**Picture annotation records:**
==============================

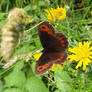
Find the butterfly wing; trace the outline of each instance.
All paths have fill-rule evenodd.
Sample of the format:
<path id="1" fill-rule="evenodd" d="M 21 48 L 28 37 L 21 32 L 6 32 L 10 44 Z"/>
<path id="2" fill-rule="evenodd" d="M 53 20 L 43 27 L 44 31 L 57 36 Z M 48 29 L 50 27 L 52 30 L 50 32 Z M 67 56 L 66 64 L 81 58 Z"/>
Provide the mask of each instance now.
<path id="1" fill-rule="evenodd" d="M 48 55 L 52 58 L 52 62 L 55 64 L 62 64 L 67 59 L 67 53 L 64 51 L 48 53 Z"/>
<path id="2" fill-rule="evenodd" d="M 46 73 L 52 66 L 52 59 L 48 53 L 43 52 L 36 64 L 35 73 L 37 75 Z"/>
<path id="3" fill-rule="evenodd" d="M 40 59 L 37 61 L 35 73 L 41 75 L 46 73 L 53 65 L 62 64 L 67 58 L 65 52 L 47 53 L 44 52 Z"/>
<path id="4" fill-rule="evenodd" d="M 47 52 L 62 51 L 68 46 L 67 38 L 62 33 L 55 34 L 54 28 L 48 22 L 39 25 L 39 37 Z"/>

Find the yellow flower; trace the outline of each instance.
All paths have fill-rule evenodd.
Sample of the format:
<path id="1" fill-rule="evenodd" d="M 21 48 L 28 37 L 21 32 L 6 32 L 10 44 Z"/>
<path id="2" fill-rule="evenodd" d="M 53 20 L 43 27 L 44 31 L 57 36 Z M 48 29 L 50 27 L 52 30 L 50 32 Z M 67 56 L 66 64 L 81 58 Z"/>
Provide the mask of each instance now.
<path id="1" fill-rule="evenodd" d="M 51 68 L 51 71 L 55 71 L 56 70 L 56 67 L 58 67 L 60 70 L 63 70 L 63 67 L 62 67 L 62 65 L 55 65 L 55 64 L 53 64 L 53 66 L 52 66 L 52 68 Z"/>
<path id="2" fill-rule="evenodd" d="M 86 69 L 86 66 L 91 63 L 92 59 L 92 46 L 90 46 L 91 42 L 79 42 L 79 45 L 74 48 L 69 48 L 68 51 L 73 53 L 72 55 L 69 55 L 68 58 L 69 61 L 72 62 L 73 60 L 78 62 L 77 66 L 75 67 L 78 69 L 78 67 L 81 67 L 83 64 L 83 70 Z"/>
<path id="3" fill-rule="evenodd" d="M 47 13 L 46 17 L 51 22 L 55 22 L 56 19 L 64 20 L 66 18 L 66 9 L 59 6 L 56 9 L 45 9 L 45 12 Z"/>
<path id="4" fill-rule="evenodd" d="M 55 22 L 56 21 L 56 16 L 55 16 L 55 9 L 50 8 L 50 9 L 45 9 L 45 12 L 47 13 L 46 17 L 48 18 L 49 21 Z"/>
<path id="5" fill-rule="evenodd" d="M 42 53 L 38 53 L 38 54 L 34 54 L 33 57 L 34 57 L 36 60 L 38 60 L 41 55 L 42 55 Z M 52 68 L 51 68 L 51 71 L 55 71 L 55 70 L 56 70 L 56 66 L 57 66 L 60 70 L 63 69 L 62 65 L 55 65 L 55 64 L 53 64 L 53 66 L 52 66 Z"/>
<path id="6" fill-rule="evenodd" d="M 64 20 L 66 18 L 66 9 L 57 6 L 57 8 L 55 9 L 55 15 L 58 20 Z"/>
<path id="7" fill-rule="evenodd" d="M 32 20 L 32 18 L 26 18 L 26 23 L 30 22 Z"/>
<path id="8" fill-rule="evenodd" d="M 34 54 L 33 57 L 34 57 L 36 60 L 38 60 L 41 55 L 42 55 L 42 53 L 37 53 L 37 54 Z"/>
<path id="9" fill-rule="evenodd" d="M 92 16 L 92 11 L 90 11 L 90 14 L 91 14 L 91 16 Z"/>

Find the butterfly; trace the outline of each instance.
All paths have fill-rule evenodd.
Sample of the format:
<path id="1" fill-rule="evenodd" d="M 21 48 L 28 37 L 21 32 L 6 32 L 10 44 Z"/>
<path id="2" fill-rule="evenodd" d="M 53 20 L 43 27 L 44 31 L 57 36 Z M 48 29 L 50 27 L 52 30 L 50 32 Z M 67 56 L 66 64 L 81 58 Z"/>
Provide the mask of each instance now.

==============================

**Aim of the task:** Convert the material into a Markdown table with the columns Row and Line, placing each line in its own numbered row. Omit blank lines and leave the pictures out of the table.

**Exercise solution:**
| Row | Line |
|---|---|
| 1 | Find the butterfly wing; trace the outline of each instance. |
| 2 | All paths have fill-rule evenodd. |
| 3 | Sample of the format: |
| 4 | <path id="1" fill-rule="evenodd" d="M 21 48 L 28 37 L 21 32 L 6 32 L 10 44 Z"/> |
| 5 | <path id="2" fill-rule="evenodd" d="M 53 20 L 43 27 L 44 31 L 57 36 Z M 48 29 L 50 27 L 52 30 L 50 32 Z M 67 56 L 66 64 L 81 58 Z"/> |
| 6 | Provide the mask of each instance now. |
| 7 | <path id="1" fill-rule="evenodd" d="M 48 55 L 52 58 L 52 62 L 55 64 L 62 64 L 67 59 L 67 53 L 64 51 L 48 53 Z"/> |
| 8 | <path id="2" fill-rule="evenodd" d="M 46 73 L 52 66 L 52 59 L 48 53 L 43 52 L 36 64 L 35 73 L 37 75 Z"/> |
| 9 | <path id="3" fill-rule="evenodd" d="M 40 59 L 37 61 L 35 73 L 41 75 L 46 73 L 53 65 L 62 64 L 67 58 L 65 52 L 47 53 L 44 52 Z"/> |
| 10 | <path id="4" fill-rule="evenodd" d="M 47 52 L 62 51 L 68 46 L 67 38 L 62 33 L 55 34 L 54 28 L 48 22 L 39 25 L 39 37 Z"/> |
| 11 | Find the yellow flower; trace the outline of each instance. |
| 12 | All paths have fill-rule evenodd. |
| 13 | Sample of the format: |
| 14 | <path id="1" fill-rule="evenodd" d="M 21 48 L 28 37 L 21 32 L 6 32 L 10 44 Z"/> |
| 15 | <path id="2" fill-rule="evenodd" d="M 53 20 L 43 27 L 44 31 L 57 36 Z M 48 29 L 50 27 L 52 30 L 50 32 Z M 67 56 L 66 64 L 81 58 Z"/> |
| 16 | Provide the mask of each instance now. |
| 17 | <path id="1" fill-rule="evenodd" d="M 51 68 L 51 71 L 55 71 L 56 70 L 56 67 L 58 67 L 60 70 L 63 70 L 63 67 L 62 67 L 62 65 L 55 65 L 55 64 L 53 64 L 53 66 L 52 66 L 52 68 Z"/> |
| 18 | <path id="2" fill-rule="evenodd" d="M 86 69 L 86 66 L 91 63 L 92 59 L 92 46 L 90 46 L 91 42 L 79 42 L 79 45 L 74 48 L 69 48 L 68 51 L 73 53 L 72 55 L 69 55 L 68 58 L 69 61 L 72 62 L 73 60 L 78 62 L 77 66 L 75 67 L 78 69 L 78 67 L 81 67 L 83 64 L 83 70 Z"/> |
| 19 | <path id="3" fill-rule="evenodd" d="M 47 13 L 46 17 L 51 22 L 55 22 L 56 19 L 64 20 L 66 18 L 66 9 L 59 6 L 56 9 L 45 9 L 45 12 Z"/> |
| 20 | <path id="4" fill-rule="evenodd" d="M 55 22 L 56 21 L 56 16 L 55 16 L 55 9 L 50 8 L 50 9 L 45 9 L 45 12 L 47 13 L 46 17 L 48 18 L 49 21 Z"/> |
| 21 | <path id="5" fill-rule="evenodd" d="M 42 53 L 38 53 L 38 54 L 34 54 L 33 57 L 34 57 L 36 60 L 38 60 L 41 55 L 42 55 Z M 52 68 L 51 68 L 51 71 L 55 71 L 55 70 L 56 70 L 56 66 L 57 66 L 60 70 L 63 69 L 62 65 L 55 65 L 55 64 L 53 64 L 53 66 L 52 66 Z"/> |
| 22 | <path id="6" fill-rule="evenodd" d="M 64 20 L 66 18 L 66 9 L 57 6 L 57 8 L 55 9 L 55 15 L 58 20 Z"/> |
| 23 | <path id="7" fill-rule="evenodd" d="M 32 20 L 32 18 L 26 18 L 26 23 L 30 22 Z"/> |
| 24 | <path id="8" fill-rule="evenodd" d="M 34 54 L 33 57 L 34 57 L 36 60 L 38 60 L 41 55 L 42 55 L 42 53 L 37 53 L 37 54 Z"/> |
| 25 | <path id="9" fill-rule="evenodd" d="M 92 16 L 92 11 L 90 11 L 90 14 L 91 14 L 91 16 Z"/> |
| 26 | Find the butterfly; trace the outline of each instance. |
| 27 | All paths have fill-rule evenodd. |
| 28 | Sample of the format: |
| 29 | <path id="1" fill-rule="evenodd" d="M 21 48 L 28 37 L 21 32 L 6 32 L 10 44 Z"/> |
| 30 | <path id="2" fill-rule="evenodd" d="M 53 20 L 43 27 L 44 31 L 57 36 Z M 48 29 L 50 27 L 52 30 L 50 32 Z M 67 56 L 66 64 L 81 58 Z"/> |
| 31 | Provide the mask of each instance now. |